Des médecins sud-africains viennent de réaliser sur un enfant, dont la survie dépendait d'une greffe, une transplantation d'une partie du foie de sa mère porteuse du VIH. Cette intervention, inédite et réussie à ce jour, pose des questions d'ordre éthique et juridique, alors que l'Afrique du Sud fait face à une pénurie de donneurs d'organes.
Article rédigé par Dominique Cettour-Rose
France Télévisions
Publié
Temps de lecture : 9min
La transplantation soulève des questions étiques. (CAIA IMAGE / SCIENCE PHOTO LIBRA / NEW / Science Photo Library)

 

Les médecins luttent pour trouver des organes de donneurs appropriés pour les patients gravement malades, dont la survie dépend d’une greffe. Cette situation les accule parfois à des choix difficiles. Il arrive par exemple qu’ils doivent, pour sauver la vie d’un patient, envisager de lui greffer un organe provenant d’un donneur dont le groupe sanguin diffère du sien, même si cela augmente les risques de complications.

* [Données enregistrées]
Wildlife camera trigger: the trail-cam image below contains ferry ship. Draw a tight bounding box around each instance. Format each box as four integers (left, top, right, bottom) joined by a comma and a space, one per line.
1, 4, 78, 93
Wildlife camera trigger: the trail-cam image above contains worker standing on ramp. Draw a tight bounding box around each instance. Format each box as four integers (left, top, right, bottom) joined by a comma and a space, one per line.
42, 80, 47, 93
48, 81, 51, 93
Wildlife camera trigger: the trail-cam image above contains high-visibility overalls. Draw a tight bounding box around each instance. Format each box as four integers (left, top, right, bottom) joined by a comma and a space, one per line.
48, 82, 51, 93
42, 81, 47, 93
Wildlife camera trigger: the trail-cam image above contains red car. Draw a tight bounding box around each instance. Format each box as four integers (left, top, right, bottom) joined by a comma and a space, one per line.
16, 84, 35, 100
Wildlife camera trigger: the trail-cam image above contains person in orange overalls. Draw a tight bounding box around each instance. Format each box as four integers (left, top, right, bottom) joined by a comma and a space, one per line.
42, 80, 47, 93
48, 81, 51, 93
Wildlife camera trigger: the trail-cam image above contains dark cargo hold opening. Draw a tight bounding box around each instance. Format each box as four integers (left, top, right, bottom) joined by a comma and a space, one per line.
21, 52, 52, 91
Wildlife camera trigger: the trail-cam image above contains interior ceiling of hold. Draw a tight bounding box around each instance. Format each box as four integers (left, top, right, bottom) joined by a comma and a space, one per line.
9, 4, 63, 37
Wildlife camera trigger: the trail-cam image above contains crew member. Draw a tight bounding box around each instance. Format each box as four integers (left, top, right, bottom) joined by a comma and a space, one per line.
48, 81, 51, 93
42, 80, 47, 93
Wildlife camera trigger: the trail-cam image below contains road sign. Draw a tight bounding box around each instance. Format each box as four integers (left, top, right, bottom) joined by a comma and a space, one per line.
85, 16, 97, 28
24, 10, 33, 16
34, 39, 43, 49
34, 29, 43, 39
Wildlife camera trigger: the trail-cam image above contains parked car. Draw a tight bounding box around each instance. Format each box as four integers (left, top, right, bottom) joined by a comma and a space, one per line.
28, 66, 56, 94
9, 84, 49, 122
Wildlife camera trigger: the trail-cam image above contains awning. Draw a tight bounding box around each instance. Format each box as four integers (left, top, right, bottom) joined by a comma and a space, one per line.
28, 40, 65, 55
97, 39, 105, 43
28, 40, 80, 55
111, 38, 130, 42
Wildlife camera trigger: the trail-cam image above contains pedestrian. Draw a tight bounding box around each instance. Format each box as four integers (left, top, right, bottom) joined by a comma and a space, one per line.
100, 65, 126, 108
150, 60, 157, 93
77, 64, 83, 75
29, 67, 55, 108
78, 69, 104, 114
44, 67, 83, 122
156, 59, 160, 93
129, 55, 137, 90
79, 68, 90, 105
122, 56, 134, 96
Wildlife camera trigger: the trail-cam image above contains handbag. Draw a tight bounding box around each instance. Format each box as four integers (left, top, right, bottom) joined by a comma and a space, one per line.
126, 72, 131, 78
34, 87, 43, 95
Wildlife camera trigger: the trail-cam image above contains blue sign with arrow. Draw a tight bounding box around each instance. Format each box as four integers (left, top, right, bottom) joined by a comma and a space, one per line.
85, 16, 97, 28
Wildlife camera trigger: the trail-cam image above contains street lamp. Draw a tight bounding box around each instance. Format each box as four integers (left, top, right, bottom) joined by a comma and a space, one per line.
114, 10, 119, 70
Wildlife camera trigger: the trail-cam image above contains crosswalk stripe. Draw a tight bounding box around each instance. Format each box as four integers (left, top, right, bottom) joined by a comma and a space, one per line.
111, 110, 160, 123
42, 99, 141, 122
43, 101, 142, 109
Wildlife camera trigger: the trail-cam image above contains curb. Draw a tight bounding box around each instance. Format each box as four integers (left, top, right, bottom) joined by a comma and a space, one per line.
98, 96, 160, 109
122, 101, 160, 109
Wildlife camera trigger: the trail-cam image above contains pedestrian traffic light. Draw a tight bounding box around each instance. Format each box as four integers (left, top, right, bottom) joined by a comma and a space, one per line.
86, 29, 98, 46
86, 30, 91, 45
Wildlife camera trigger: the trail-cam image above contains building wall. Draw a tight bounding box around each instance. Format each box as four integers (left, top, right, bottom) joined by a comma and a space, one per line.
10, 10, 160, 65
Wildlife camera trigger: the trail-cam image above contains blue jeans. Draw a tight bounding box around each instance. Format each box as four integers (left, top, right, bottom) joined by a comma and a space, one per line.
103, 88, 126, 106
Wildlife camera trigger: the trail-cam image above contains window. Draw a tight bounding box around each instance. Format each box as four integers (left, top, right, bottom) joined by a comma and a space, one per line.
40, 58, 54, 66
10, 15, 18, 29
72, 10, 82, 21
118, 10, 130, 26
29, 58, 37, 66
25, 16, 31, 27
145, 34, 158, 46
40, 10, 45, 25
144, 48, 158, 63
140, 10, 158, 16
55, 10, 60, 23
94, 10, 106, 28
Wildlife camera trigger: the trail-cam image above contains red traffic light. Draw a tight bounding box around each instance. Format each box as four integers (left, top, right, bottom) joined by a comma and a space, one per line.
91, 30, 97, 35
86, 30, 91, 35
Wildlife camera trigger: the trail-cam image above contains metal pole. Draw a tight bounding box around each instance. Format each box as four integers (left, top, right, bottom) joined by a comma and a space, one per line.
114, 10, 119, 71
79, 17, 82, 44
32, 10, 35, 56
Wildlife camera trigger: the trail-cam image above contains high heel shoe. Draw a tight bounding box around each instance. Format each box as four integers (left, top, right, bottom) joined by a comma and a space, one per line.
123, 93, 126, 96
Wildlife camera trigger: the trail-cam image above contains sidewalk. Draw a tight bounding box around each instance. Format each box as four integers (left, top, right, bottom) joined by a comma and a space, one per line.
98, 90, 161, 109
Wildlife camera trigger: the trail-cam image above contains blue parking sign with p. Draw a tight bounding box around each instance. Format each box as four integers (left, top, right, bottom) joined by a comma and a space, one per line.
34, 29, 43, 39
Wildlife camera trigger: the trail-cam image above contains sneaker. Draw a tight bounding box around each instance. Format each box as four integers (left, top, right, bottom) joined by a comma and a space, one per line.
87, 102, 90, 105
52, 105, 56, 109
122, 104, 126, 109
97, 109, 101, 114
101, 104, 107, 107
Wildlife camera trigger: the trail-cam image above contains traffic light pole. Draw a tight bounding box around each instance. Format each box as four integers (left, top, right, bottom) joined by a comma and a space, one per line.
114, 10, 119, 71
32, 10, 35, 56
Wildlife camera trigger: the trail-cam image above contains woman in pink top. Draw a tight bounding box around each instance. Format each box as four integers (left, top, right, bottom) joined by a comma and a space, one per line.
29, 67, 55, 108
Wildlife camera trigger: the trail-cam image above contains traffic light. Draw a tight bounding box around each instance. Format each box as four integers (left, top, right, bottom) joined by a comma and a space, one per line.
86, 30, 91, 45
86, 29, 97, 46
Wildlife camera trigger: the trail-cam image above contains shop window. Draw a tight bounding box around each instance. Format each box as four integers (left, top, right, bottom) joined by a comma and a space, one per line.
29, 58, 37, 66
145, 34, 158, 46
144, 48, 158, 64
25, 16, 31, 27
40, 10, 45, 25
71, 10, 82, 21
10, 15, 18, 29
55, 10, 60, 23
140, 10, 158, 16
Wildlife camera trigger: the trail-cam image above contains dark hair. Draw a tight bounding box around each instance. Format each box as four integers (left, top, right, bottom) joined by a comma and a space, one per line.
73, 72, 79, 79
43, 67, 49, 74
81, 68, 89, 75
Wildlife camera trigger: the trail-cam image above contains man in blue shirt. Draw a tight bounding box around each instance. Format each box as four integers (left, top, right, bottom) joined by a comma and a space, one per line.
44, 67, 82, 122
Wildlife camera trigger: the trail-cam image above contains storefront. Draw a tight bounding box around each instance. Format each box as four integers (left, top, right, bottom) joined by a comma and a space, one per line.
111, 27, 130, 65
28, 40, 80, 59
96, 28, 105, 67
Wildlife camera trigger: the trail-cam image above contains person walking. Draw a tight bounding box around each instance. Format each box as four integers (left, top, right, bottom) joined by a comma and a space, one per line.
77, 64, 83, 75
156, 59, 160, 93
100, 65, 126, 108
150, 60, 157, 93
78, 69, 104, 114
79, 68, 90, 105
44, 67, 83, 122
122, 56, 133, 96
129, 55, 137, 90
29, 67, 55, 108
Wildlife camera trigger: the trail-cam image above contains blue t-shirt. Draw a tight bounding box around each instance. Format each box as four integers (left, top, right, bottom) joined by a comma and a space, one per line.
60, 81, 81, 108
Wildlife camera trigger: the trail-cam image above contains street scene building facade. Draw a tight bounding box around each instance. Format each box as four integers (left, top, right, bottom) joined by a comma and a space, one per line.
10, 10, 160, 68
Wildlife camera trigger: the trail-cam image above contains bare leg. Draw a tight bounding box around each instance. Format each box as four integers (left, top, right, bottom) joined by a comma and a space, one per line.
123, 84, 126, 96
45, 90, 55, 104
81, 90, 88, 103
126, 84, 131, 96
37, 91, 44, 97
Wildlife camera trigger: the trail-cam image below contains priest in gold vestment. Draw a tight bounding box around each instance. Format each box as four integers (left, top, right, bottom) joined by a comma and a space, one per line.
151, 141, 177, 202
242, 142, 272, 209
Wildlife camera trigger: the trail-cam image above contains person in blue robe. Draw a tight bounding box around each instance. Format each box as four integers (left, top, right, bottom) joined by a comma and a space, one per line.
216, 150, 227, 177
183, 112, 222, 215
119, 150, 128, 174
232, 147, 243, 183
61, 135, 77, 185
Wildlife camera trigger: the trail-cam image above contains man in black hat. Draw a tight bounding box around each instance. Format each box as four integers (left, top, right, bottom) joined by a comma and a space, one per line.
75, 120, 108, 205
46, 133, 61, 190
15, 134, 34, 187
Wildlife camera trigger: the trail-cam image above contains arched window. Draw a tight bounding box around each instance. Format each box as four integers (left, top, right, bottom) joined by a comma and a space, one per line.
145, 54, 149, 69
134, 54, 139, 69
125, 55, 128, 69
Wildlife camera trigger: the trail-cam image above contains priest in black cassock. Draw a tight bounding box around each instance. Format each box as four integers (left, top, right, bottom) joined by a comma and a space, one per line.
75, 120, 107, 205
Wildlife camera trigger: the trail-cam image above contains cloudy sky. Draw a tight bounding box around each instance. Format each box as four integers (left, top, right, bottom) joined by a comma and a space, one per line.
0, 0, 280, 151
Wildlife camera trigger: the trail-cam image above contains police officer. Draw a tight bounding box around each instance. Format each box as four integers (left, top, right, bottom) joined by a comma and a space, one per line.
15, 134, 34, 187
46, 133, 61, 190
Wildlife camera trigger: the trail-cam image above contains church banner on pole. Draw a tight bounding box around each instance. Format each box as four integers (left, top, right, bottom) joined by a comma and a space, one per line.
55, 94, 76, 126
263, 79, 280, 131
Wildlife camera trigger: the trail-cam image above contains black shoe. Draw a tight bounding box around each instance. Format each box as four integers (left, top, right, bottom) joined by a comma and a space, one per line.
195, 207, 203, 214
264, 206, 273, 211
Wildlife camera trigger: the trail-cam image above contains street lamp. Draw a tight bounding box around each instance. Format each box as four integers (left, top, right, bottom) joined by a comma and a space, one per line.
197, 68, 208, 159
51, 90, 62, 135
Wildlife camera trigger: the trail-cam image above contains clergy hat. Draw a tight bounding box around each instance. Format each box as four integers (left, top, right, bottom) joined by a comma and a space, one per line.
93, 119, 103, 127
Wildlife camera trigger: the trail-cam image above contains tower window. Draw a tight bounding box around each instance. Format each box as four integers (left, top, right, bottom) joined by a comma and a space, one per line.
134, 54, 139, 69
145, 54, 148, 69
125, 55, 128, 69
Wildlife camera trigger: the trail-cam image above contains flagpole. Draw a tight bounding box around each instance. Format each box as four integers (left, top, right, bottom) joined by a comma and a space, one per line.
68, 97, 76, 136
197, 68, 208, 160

* [Consigne 1] D'après l'extrait sur la greffe de foie, à quelle pénurie l'Afrique du Sud est-elle confrontée ?
* [Consigne 2] Reprenez l'article sur la greffe de foie à la suite de sa dernière phrase.

* [Espace de réponse 1] À une pénurie de donneurs d'organes.

* [Espace de réponse 2]
Voici environ un an, nous avons nous-mêmes dû faire face à ce genre de choix : nous pouvions sauver la vie d’un enfant en lui implantant un greffon de foie – mais ce faisant, nous risquions de lui transmettre le VIH. La donneuse était en effet la mère séropositive du petit patient. La procédure comportait donc un risque de transmission du VIH à l’enfant. (ndlr : le foie pouvant se régénérer, il est possible d’en prélever une partie chez un donneur vivant pour la greffer à un receveur)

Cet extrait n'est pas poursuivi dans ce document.